* **To do**:
A) Answer from the passage on VANE's exploration programmes:
(i) Which wholly-owned subsidiary holds the Company's copper assets?
(ii) What average grade does the Wate Project resource have?
(iii) According to ASLD and ADEQ, how long does approval take from application?
B) List every company named in the passage on VANE's exploration programmes.

* **Passage to read**:
□ □ □ □ □

This is an extremely exciting development for VANE, not only because of what might be discovered at McGhee Peak, but also because the discovery of this porphyry system provides confidence in the exploration techniques that VANE has been utilising in its exploration programme. Since the year end, VANE has announced that the Company's U.S. porphyry copper exploration programme, including the proposed diamond drilling programme at McGhee Peak, is best advanced by seeking to attract external third parties to help finance the proposed programme. The targets developed by the programme require additional funding beyond the present funding capabilities of the Company. This is expected to be through direct finance into either the individual exploration targets or into AVEN Associates LLC, the Company's wholly-owned subsidiary that holds the copper assets. Such financing would allow the Company to accelerate its exploration programme over and above what is currently achievable by VANE's existing resources. This process is underway and further information will be announced as it becomes available. In the meantime, the proposed exploration programme has been paused whilst the search for an appropriate partner to help provide these additional resources continues.
Uranium Exploration in the USA
The Company's uranium programme is led by the joint venture project with Uranium One Exploration U.S.A. Inc. (U1) in northern Arizona. All of the Company's uranium assets are currently held on a care and maintenance basis, other than set out below.
The most significant asset within the joint venture is the Wate Project which has a NI 43-101 compliant resource of 1.118m lbs eU3O8 with an average grade of 0.79% eU3O8. Ownership of the project is 50:50 between VANE and U1 and will remain 50:50 assuming that all development costs are split equally between the parties. The original joint venture agreement stated that VANE would manage the exploration stage of the project, but that on proving a NI 43-101 compliant resource of at least 1 million lbs eU3O8, U1 would take over the management of the project for the pre-development and development stages as the project is advanced towards production. However, VANE and U1 have now agreed (as announced on 6 June 2012) that the management of the pre-development and development stages of the Wate Project will be transferred to VANE with immediate effect. Following the transfer of the management of the Wate Project to VANE, an application has been submitted to obtain a Mineral Lease on the Wate project to the Arizona State Land Department (ASLD).
A Mineral Lease gives authority to develop the project contingent on obtaining environmental compliance permits from the Arizona Department of Environmental Quality (ADEQ). VANE has concluded pre-application conferences with ADEQ and is making arrangements with environmental consulting firms to handle the permit application and permitting process. According to ASLD and ADEQ, the timing for approval is 12-18 months from application for both processes, which can run simultaneously. VANE therefore anticipates that Wate Mining Company LLC will receive approval to commence development of the Wate project during 2014.

□ □ □ □ □

* **Entries provided**:
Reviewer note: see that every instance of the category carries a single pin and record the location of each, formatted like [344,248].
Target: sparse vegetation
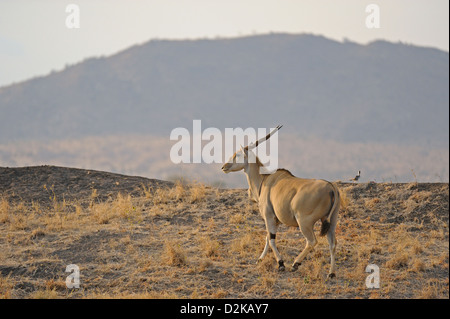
[194,241]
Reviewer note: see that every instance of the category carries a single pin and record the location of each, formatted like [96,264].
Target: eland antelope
[293,201]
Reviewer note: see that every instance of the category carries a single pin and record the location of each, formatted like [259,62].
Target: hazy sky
[34,38]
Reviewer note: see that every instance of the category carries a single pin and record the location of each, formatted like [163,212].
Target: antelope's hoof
[295,266]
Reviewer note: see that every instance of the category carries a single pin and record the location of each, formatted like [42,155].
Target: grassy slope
[193,241]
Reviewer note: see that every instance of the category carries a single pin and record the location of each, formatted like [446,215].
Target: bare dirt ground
[133,237]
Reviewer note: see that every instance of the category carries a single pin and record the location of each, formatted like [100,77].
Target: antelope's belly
[286,217]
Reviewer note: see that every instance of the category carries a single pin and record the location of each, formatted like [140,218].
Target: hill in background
[386,96]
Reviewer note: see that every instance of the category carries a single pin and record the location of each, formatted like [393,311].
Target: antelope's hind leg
[311,241]
[271,227]
[266,249]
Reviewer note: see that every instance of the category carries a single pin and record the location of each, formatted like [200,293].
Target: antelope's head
[240,159]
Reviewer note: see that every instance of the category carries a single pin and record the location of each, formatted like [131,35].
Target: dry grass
[194,241]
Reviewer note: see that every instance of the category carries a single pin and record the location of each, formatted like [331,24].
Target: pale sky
[34,38]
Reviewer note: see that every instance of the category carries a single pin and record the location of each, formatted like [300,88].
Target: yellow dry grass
[194,241]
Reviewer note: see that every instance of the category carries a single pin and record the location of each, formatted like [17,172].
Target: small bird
[355,179]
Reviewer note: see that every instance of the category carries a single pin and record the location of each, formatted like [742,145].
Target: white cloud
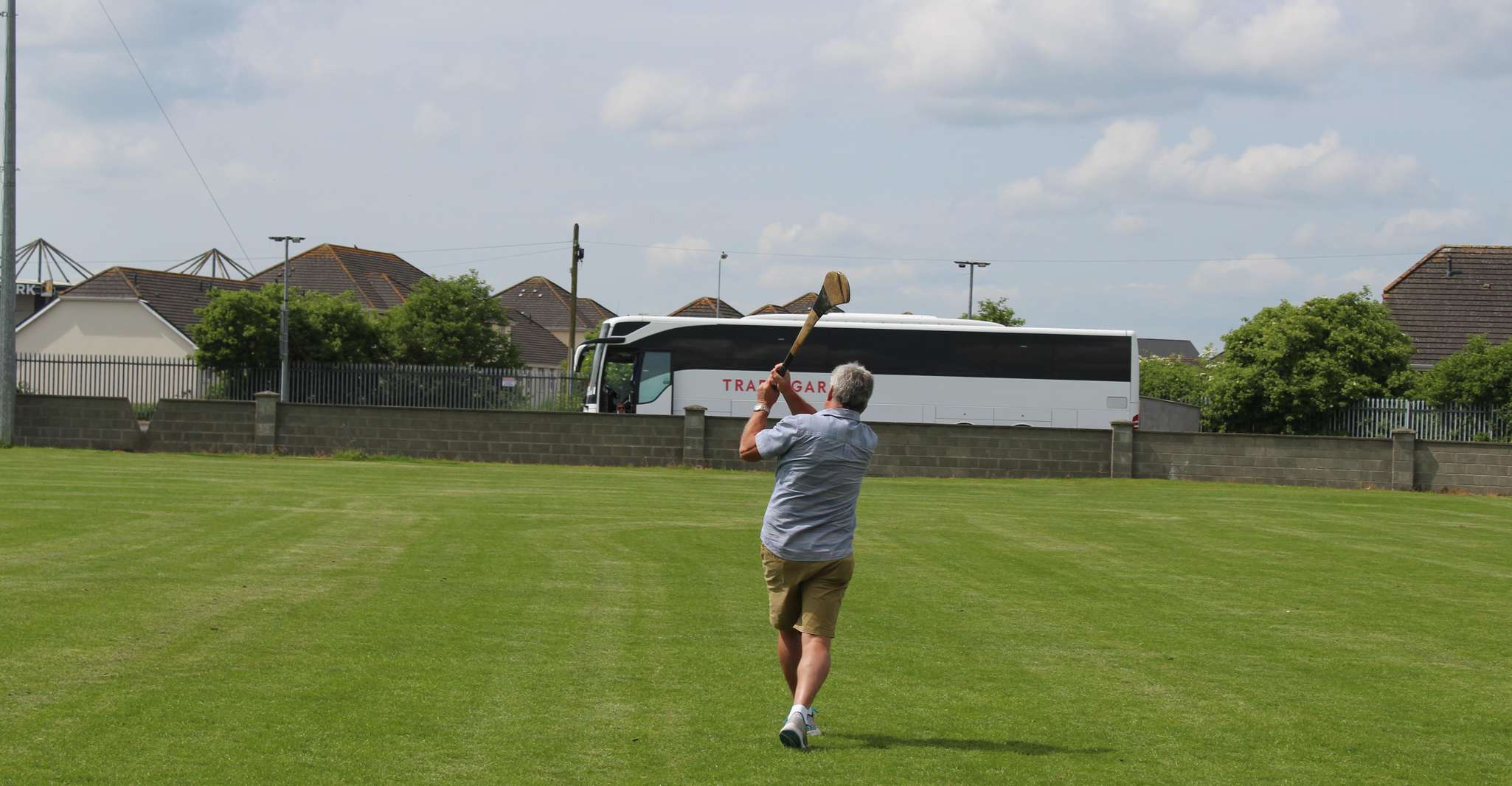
[1249,274]
[1013,59]
[1290,40]
[1422,223]
[799,239]
[679,111]
[94,148]
[1128,161]
[1329,285]
[681,253]
[433,122]
[1126,223]
[992,61]
[1030,194]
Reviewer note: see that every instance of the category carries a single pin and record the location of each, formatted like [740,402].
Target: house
[797,306]
[547,305]
[41,274]
[1449,295]
[123,312]
[152,313]
[708,307]
[378,280]
[1163,348]
[538,347]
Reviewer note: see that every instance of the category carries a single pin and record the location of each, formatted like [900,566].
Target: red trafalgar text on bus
[749,386]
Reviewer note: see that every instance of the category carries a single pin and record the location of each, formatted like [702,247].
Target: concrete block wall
[201,427]
[1264,459]
[1476,467]
[481,436]
[904,449]
[949,451]
[103,424]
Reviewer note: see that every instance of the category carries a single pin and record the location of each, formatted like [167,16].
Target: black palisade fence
[148,380]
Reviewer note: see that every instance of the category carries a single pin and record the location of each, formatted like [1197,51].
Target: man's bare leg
[790,650]
[812,669]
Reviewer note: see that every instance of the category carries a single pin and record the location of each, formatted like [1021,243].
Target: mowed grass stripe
[253,620]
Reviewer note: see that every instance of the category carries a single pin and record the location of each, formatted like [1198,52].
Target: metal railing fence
[147,380]
[1378,417]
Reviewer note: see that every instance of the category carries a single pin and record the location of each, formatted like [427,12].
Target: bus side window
[655,377]
[619,383]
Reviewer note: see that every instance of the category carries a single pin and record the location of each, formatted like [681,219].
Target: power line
[504,257]
[1015,260]
[557,246]
[401,251]
[182,145]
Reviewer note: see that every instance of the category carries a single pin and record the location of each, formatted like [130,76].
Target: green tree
[451,322]
[999,312]
[1480,374]
[1172,380]
[1290,365]
[239,328]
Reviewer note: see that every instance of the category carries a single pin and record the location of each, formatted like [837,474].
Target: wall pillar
[1404,456]
[265,434]
[693,424]
[1123,460]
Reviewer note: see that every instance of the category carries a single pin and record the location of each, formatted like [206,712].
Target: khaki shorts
[806,596]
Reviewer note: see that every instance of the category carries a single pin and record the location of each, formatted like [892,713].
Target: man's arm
[783,383]
[758,422]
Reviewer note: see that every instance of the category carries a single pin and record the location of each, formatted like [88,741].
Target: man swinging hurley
[806,535]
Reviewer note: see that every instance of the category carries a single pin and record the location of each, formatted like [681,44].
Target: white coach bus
[927,369]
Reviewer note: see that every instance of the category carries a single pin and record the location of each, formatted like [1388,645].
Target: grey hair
[850,386]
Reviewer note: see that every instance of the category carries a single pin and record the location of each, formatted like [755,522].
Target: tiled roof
[171,295]
[1440,310]
[378,280]
[547,305]
[1165,348]
[803,303]
[537,345]
[705,307]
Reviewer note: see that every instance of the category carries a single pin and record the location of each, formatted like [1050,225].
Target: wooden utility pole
[572,305]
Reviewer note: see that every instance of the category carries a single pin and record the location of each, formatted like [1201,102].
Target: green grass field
[187,619]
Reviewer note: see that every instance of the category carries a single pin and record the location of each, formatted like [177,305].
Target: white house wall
[79,327]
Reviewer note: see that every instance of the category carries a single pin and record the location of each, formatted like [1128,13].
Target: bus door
[634,381]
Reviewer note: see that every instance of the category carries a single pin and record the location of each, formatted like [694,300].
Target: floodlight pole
[8,371]
[718,288]
[971,282]
[283,322]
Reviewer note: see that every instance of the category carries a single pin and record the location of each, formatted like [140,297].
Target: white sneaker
[812,729]
[794,734]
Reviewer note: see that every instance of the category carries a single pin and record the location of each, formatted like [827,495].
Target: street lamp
[283,321]
[718,286]
[971,282]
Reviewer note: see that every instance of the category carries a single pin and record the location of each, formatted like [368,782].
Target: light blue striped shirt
[822,460]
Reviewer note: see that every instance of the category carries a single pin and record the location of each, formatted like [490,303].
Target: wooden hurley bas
[833,292]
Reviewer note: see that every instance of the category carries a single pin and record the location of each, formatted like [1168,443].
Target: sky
[1166,167]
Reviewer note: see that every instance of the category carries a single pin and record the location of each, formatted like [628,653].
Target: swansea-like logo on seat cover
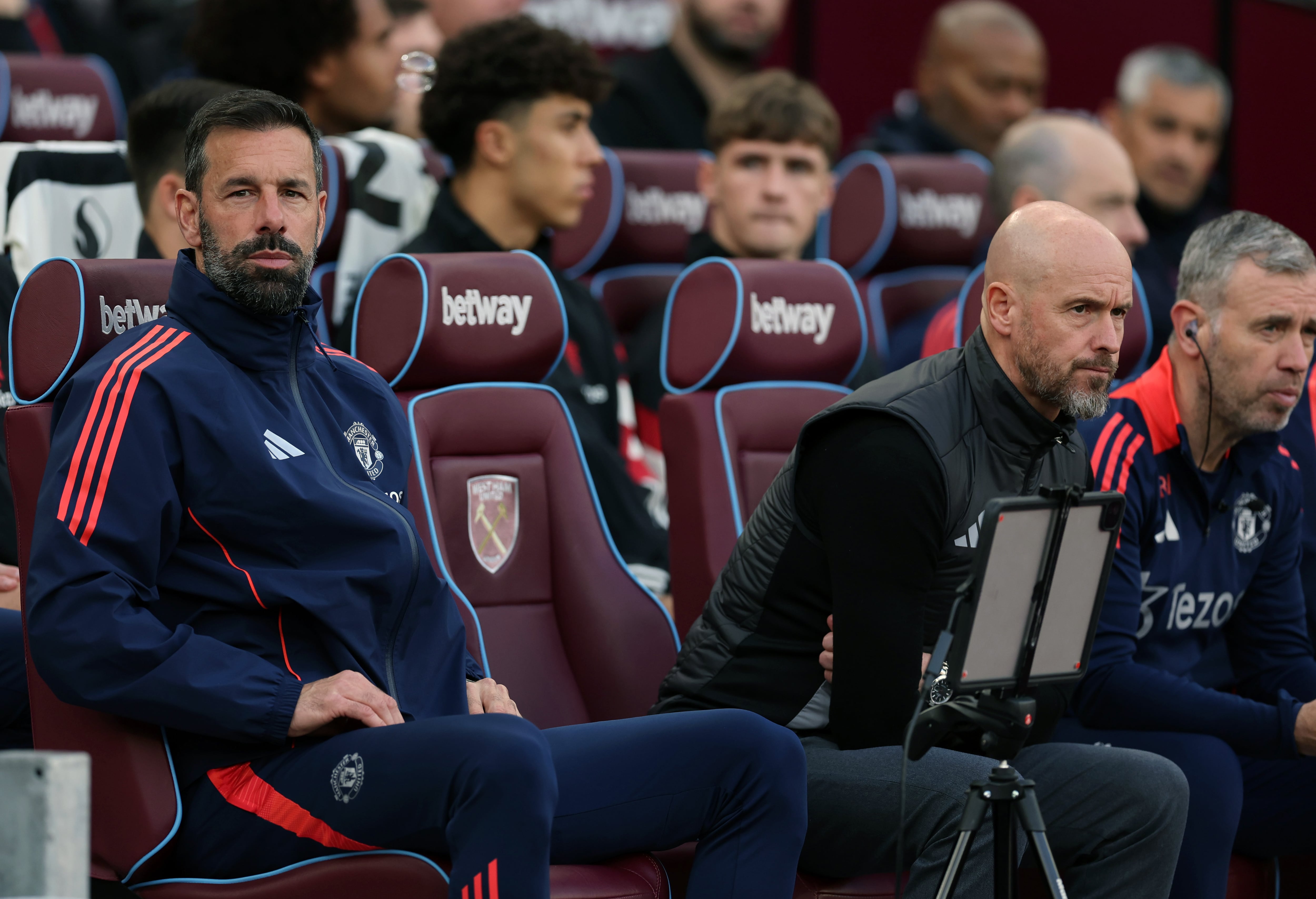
[366,448]
[493,518]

□ □ □ □ □

* **Answers per task**:
A)
(i) AVEN Associates LLC
(ii) 0.79% eU3O8
(iii) 12-18 months

B)
VANE
AVEN Associates LLC
Uranium One Exploration U.S.A. Inc. (U1)
Wate Mining Company LLC